> UIT TE VOEREN TAKEN
a – Schrijf uit de wetstekst over de toeslag het deel over dat opent met de woorden "3. In afwijking" en sluit met "onderwijsbijdrage en schoolkosten.", en vervang daarin "belanghebbende" overal door "aanvrager".
b – Welk percentage geldt volgens de wetstekst over de toeslag in de gevallen die afwijken van het tweede lid?

> TEKSTFRAGMENT
- - - - -

3. In afwijking van het tweede lid bedraagt de toeslag 20 procent indien:

a. de belanghebbende een zorgbehoefte heeft en wordt verzorgd door een ander die zijn hoofdverblijf in dezelfde woning heeft,

b. de belanghebbende een ander die een zorgbehoefte heeft verzorgt en zijn hoofdverblijf in dezelfde woning heeft, of

c. uitsluitend één of meer kinderen jonger dan 21 jaar hun hoofdverblijf hebben in dezelfde woning als belanghebbende, dan wel één of meer kinderen hun hoofdverblijf hebben in dezelfde woning als belanghebbende en deze kinderen onderwijs of een beroepsopleiding volgen als bedoeld in de Wet studiefinanciering 2000 of in hoofdstuk 4 van de Wet tegemoetkoming onderwijsbijdrage en schoolkosten.

- - - - -

> VERSTREKTE GEGEVENS
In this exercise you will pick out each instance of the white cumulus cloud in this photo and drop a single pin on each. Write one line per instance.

- - - - -

> ANTWOORDEN PER TAAK
a –
3. In afwijking van het tweede lid bedraagt de toeslag 20 procent indien:

a. de aanvrager een zorgbehoefte heeft en wordt verzorgd door een ander die zijn hoofdverblijf in dezelfde woning heeft,

b. de aanvrager een ander die een zorgbehoefte heeft verzorgt en zijn hoofdverblijf in dezelfde woning heeft, of

c. uitsluitend één of meer kinderen jonger dan 21 jaar hun hoofdverblijf hebben in dezelfde woning als aanvrager, dan wel één of meer kinderen hun hoofdverblijf hebben in dezelfde woning als aanvrager en deze kinderen onderwijs of een beroepsopleiding volgen als bedoeld in de Wet studiefinanciering 2000 of in hoofdstuk 4 van de Wet tegemoetkoming onderwijsbijdrage en schoolkosten.

b – 20 procent.